%%

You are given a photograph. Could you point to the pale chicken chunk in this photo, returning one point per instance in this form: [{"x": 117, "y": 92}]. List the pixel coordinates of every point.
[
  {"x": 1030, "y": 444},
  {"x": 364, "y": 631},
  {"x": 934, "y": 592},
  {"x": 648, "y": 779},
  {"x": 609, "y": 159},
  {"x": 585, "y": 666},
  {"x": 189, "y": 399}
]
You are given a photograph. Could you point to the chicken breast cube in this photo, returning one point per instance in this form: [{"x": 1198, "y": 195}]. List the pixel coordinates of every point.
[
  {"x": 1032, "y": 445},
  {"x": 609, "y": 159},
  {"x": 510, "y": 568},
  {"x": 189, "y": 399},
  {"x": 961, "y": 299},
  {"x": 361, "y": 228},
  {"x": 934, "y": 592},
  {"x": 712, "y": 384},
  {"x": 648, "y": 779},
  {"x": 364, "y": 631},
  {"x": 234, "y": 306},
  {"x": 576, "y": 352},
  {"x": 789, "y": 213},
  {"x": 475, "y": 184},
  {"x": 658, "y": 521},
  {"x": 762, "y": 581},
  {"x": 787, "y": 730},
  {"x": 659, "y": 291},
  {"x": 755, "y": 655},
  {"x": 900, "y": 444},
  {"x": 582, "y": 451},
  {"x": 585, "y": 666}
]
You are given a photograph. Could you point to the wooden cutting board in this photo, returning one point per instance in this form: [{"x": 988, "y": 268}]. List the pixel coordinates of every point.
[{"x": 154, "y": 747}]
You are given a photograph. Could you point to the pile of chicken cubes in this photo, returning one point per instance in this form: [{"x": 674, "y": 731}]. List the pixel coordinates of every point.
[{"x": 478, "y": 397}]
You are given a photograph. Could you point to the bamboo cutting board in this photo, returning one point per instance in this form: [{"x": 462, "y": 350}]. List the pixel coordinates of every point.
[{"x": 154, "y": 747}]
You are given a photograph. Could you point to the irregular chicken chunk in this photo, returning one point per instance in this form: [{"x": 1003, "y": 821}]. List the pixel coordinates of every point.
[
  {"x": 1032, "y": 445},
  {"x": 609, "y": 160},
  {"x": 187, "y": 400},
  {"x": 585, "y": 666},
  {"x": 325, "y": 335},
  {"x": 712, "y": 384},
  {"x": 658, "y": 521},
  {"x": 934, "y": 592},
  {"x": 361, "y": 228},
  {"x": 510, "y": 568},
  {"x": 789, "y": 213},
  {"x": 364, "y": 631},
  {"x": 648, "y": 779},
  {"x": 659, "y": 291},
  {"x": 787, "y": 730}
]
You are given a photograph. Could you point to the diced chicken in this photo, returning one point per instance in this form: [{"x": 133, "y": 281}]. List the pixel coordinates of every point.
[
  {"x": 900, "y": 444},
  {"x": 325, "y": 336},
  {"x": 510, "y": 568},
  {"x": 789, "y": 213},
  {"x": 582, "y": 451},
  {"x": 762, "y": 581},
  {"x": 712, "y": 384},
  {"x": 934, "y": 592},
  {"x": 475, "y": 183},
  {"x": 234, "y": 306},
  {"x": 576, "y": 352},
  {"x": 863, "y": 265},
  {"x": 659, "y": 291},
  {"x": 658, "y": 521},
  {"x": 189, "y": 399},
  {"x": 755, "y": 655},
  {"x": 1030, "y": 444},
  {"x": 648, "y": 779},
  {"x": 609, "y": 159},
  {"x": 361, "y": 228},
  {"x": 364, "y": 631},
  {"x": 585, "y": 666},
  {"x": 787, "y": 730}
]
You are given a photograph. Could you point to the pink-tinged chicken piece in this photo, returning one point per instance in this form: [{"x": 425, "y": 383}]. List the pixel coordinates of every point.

%%

• [WORK TO BE COMPLETED]: Can you reproduce all of the records above word for word, changing nothing?

• [RESPONSE BELOW]:
You are given a photograph. Could you point to the pale chicken chunk in this photo, returning one point per instance in this form: [{"x": 117, "y": 92}]. List the pixel coordinates of every point.
[
  {"x": 1030, "y": 444},
  {"x": 364, "y": 631},
  {"x": 934, "y": 592},
  {"x": 648, "y": 779},
  {"x": 609, "y": 159},
  {"x": 585, "y": 666},
  {"x": 189, "y": 399}
]
You are given a photograph. Could you point to the chicken breast cube in this photo, returning one point per instance in this form: [{"x": 1198, "y": 195}]. List the pixel coordinates of every point.
[
  {"x": 1032, "y": 445},
  {"x": 609, "y": 159},
  {"x": 510, "y": 568},
  {"x": 189, "y": 399},
  {"x": 961, "y": 299},
  {"x": 361, "y": 228},
  {"x": 934, "y": 592},
  {"x": 712, "y": 384},
  {"x": 648, "y": 779},
  {"x": 364, "y": 631},
  {"x": 234, "y": 306},
  {"x": 576, "y": 352},
  {"x": 789, "y": 213},
  {"x": 475, "y": 184},
  {"x": 658, "y": 521},
  {"x": 762, "y": 581},
  {"x": 787, "y": 730},
  {"x": 659, "y": 291},
  {"x": 755, "y": 655},
  {"x": 900, "y": 444},
  {"x": 582, "y": 451},
  {"x": 585, "y": 666}
]
You are given a photograph. Could you point to the wooden cutting board in this photo, returning one point per instance in this form: [{"x": 988, "y": 268}]. List the pixel coordinates of every point.
[{"x": 154, "y": 747}]
You are given a photograph. Could you point to the pile of chicken cubes in this photo, returning one point per instance in this form: [{"x": 674, "y": 731}]. List the pixel coordinates of every point.
[{"x": 478, "y": 397}]
You are given a photograph. Could you point to the bamboo cutting board in this photo, returning one point per instance in this form: [{"x": 462, "y": 350}]. List the pixel coordinates of every point.
[{"x": 154, "y": 747}]
You are given a photograph. Could you point to the irregular chicken chunk in this photo, returning one point per instance in this form: [{"x": 1003, "y": 821}]. List the pixel coordinates of every point.
[
  {"x": 1032, "y": 445},
  {"x": 609, "y": 160},
  {"x": 187, "y": 400},
  {"x": 585, "y": 666},
  {"x": 325, "y": 335},
  {"x": 712, "y": 384},
  {"x": 658, "y": 521},
  {"x": 934, "y": 592},
  {"x": 361, "y": 228},
  {"x": 510, "y": 568},
  {"x": 789, "y": 213},
  {"x": 364, "y": 631},
  {"x": 648, "y": 779},
  {"x": 659, "y": 291},
  {"x": 787, "y": 730}
]
You are given a photograph. Could you point to the diced chicken in this photo, returning one point per instance in this form: [{"x": 133, "y": 281}]. List the pixel coordinates of every point.
[
  {"x": 900, "y": 444},
  {"x": 325, "y": 336},
  {"x": 510, "y": 568},
  {"x": 789, "y": 213},
  {"x": 582, "y": 451},
  {"x": 762, "y": 581},
  {"x": 712, "y": 384},
  {"x": 934, "y": 592},
  {"x": 475, "y": 183},
  {"x": 234, "y": 306},
  {"x": 576, "y": 352},
  {"x": 863, "y": 265},
  {"x": 659, "y": 291},
  {"x": 658, "y": 521},
  {"x": 189, "y": 399},
  {"x": 755, "y": 655},
  {"x": 1030, "y": 444},
  {"x": 648, "y": 779},
  {"x": 609, "y": 159},
  {"x": 361, "y": 228},
  {"x": 364, "y": 631},
  {"x": 585, "y": 666},
  {"x": 787, "y": 730}
]
You are given a photograph. Could you point to the pink-tinged chicken piece in this photo, returning one point per instance in this form: [{"x": 425, "y": 383}]. List the pixel coordinates of every point.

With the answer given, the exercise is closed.